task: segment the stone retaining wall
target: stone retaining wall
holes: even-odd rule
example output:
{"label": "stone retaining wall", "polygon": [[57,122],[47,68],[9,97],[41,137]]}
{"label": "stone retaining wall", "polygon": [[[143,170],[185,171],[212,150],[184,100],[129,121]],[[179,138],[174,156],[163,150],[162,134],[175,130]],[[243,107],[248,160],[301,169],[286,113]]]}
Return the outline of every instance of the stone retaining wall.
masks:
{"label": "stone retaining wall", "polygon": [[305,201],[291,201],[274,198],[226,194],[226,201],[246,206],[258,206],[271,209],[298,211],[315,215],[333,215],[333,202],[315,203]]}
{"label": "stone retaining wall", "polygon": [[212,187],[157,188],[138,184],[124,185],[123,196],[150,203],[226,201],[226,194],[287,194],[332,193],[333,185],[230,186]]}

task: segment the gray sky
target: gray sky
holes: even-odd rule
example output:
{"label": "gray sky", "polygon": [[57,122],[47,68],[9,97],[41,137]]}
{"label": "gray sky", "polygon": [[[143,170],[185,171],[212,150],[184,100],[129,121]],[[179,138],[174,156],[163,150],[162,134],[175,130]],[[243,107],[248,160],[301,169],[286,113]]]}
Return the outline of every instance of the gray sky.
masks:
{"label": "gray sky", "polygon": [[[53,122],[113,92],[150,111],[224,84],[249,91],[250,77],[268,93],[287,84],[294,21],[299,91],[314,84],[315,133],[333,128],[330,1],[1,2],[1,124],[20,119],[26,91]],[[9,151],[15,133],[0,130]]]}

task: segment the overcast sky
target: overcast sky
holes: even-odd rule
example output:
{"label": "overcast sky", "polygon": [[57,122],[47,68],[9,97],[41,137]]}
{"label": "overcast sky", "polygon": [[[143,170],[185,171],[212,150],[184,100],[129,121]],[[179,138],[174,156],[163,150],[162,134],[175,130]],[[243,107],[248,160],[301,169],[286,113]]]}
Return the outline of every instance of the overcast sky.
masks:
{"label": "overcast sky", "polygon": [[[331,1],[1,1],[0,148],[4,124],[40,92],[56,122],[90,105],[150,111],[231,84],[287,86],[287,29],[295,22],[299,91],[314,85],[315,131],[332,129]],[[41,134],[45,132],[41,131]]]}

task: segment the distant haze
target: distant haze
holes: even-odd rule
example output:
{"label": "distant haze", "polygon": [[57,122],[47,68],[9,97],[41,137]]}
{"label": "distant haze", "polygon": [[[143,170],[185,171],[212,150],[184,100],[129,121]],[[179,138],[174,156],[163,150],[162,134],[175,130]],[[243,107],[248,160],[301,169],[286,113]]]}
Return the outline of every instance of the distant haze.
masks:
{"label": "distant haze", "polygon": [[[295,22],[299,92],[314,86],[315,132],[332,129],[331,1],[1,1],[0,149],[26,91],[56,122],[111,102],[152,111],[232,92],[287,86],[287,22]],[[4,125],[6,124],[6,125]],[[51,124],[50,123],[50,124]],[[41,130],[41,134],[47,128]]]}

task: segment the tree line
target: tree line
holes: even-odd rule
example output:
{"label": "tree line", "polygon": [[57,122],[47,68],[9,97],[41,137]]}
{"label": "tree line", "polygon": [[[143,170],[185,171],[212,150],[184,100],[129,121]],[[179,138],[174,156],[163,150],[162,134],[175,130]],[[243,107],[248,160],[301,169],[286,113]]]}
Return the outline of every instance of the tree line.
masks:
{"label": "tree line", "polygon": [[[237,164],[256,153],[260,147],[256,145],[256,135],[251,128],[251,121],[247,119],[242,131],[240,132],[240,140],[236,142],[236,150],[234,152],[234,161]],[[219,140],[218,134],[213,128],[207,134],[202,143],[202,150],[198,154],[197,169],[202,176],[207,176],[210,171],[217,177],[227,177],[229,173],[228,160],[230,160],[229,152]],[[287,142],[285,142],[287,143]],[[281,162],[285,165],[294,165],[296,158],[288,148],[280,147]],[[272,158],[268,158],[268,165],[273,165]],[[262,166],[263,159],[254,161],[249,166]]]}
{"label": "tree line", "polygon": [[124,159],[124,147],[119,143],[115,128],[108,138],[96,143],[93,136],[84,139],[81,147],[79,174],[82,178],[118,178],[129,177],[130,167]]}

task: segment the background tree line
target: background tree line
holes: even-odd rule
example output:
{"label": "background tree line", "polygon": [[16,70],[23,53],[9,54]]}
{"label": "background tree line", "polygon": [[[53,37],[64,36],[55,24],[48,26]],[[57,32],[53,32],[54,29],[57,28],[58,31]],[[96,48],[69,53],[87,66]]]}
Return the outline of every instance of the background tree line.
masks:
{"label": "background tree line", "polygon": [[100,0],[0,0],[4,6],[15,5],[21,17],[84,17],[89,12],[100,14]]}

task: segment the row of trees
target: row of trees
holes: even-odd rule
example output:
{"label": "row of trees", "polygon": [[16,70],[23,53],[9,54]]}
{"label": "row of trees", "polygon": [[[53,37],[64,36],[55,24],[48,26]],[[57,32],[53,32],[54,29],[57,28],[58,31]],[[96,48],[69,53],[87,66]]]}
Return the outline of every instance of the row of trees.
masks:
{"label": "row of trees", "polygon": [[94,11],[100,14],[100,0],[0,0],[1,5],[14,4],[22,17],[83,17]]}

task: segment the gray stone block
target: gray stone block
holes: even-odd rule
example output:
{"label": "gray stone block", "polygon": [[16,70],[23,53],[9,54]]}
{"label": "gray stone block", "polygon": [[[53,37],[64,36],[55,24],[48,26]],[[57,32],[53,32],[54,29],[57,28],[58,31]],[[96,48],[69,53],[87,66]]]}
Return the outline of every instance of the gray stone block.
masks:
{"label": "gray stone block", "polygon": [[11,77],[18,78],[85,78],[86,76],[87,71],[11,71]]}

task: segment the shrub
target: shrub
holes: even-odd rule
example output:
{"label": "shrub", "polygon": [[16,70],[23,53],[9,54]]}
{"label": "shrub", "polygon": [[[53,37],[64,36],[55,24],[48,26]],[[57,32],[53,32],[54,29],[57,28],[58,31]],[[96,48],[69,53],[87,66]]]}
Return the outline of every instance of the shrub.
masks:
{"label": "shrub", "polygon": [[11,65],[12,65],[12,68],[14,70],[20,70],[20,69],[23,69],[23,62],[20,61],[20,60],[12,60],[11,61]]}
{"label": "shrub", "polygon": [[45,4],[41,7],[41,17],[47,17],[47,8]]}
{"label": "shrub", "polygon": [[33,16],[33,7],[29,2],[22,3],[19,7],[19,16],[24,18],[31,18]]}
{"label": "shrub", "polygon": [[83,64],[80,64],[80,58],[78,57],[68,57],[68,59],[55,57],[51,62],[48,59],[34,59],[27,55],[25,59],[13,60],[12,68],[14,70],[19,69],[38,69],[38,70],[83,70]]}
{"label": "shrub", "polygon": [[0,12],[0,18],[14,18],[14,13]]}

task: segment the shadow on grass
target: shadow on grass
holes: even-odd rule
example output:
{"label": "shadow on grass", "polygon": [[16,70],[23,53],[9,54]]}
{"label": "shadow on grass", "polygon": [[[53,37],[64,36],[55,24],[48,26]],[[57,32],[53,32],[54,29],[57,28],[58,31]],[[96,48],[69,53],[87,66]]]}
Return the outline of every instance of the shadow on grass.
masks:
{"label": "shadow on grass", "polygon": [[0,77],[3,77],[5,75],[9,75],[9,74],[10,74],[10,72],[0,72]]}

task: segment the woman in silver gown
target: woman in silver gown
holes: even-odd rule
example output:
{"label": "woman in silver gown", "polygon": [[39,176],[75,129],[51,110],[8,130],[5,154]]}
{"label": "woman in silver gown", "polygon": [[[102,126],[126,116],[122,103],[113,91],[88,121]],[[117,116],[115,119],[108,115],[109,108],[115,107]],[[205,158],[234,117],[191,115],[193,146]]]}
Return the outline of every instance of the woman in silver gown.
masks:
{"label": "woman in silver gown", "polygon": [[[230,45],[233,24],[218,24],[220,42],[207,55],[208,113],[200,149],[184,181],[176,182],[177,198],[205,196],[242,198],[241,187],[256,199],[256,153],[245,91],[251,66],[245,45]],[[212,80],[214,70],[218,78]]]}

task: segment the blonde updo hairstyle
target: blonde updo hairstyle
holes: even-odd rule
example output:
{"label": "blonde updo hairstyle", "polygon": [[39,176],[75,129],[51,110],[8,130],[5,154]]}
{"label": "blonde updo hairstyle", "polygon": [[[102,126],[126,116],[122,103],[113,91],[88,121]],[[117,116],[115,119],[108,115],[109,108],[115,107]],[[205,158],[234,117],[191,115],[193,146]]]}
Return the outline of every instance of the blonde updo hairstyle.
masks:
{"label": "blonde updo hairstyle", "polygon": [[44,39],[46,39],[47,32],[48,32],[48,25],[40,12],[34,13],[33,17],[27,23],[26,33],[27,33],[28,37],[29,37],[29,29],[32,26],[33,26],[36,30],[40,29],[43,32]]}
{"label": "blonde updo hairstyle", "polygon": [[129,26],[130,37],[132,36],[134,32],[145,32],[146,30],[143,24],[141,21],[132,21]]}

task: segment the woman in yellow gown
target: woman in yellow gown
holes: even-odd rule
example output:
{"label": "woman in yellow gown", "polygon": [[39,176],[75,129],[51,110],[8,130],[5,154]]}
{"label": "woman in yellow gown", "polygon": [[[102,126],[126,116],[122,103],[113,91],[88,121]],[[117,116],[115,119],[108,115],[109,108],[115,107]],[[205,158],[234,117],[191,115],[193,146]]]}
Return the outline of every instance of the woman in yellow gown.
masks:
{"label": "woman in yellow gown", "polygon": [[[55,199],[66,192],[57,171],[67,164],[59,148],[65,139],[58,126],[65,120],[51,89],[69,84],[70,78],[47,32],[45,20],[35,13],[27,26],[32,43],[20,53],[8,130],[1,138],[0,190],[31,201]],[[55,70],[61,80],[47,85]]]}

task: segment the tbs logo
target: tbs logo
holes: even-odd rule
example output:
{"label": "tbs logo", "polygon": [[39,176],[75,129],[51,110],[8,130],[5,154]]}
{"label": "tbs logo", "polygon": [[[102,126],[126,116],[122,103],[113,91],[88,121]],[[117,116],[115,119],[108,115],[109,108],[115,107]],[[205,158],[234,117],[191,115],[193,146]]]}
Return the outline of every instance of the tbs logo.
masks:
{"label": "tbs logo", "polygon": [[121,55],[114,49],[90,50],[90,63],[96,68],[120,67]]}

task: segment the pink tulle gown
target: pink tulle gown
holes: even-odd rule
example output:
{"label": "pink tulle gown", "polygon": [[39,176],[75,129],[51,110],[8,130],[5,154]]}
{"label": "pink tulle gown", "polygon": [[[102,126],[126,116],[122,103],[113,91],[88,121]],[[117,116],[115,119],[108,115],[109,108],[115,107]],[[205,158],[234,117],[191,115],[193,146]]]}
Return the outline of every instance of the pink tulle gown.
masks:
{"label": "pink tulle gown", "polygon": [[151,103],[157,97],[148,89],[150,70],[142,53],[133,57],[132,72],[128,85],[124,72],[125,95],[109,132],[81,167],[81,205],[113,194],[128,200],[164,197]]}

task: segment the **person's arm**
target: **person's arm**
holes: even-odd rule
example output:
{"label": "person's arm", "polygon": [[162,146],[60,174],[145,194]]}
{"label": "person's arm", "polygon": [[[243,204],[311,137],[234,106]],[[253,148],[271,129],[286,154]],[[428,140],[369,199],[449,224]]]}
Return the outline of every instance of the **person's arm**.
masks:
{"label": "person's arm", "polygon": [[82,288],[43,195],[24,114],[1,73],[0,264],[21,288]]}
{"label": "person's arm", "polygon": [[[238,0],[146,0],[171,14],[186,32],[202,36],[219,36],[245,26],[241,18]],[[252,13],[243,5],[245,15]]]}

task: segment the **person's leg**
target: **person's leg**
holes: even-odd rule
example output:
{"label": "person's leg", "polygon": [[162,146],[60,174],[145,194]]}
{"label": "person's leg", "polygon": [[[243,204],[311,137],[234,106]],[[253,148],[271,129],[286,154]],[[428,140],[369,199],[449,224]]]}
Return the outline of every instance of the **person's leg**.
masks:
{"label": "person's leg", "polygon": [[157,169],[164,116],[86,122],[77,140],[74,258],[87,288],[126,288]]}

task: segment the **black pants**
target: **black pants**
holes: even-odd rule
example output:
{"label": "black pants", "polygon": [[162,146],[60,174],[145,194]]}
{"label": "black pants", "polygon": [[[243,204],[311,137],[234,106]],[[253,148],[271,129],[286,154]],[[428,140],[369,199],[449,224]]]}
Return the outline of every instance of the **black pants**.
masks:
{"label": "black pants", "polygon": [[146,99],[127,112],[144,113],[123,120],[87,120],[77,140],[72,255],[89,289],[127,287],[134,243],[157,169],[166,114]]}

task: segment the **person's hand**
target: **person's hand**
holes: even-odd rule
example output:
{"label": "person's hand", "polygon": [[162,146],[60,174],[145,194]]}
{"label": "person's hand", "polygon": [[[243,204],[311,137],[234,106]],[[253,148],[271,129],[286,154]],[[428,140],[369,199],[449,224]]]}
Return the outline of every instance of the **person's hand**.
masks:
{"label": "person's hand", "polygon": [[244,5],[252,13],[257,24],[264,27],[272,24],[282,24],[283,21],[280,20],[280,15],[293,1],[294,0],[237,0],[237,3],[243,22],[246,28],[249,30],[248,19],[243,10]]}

□ □ □ □ □ □ □

> **TASK PROMPT**:
Identify every line of the data above that contains the word "hairstyle", and copy each such line in full. Case counts.

> **OUTPUT**:
task: segment the blonde updo hairstyle
target: blonde updo hairstyle
{"label": "blonde updo hairstyle", "polygon": [[39,176],[75,129],[51,110],[8,130],[5,154]]}
{"label": "blonde updo hairstyle", "polygon": [[[102,126],[126,116],[122,103],[113,91],[88,121]],[[117,116],[115,119],[108,115],[109,108],[115,107]],[[205,158],[234,117],[191,115],[193,146]]]}
Return the outline of every instance of the blonde updo hairstyle.
{"label": "blonde updo hairstyle", "polygon": [[44,39],[46,39],[47,32],[48,32],[48,25],[40,12],[34,13],[33,17],[27,23],[26,33],[27,33],[28,37],[29,37],[29,29],[32,26],[33,26],[36,30],[40,29],[43,32]]}
{"label": "blonde updo hairstyle", "polygon": [[129,26],[130,37],[132,36],[134,32],[145,32],[146,30],[143,24],[141,21],[132,21]]}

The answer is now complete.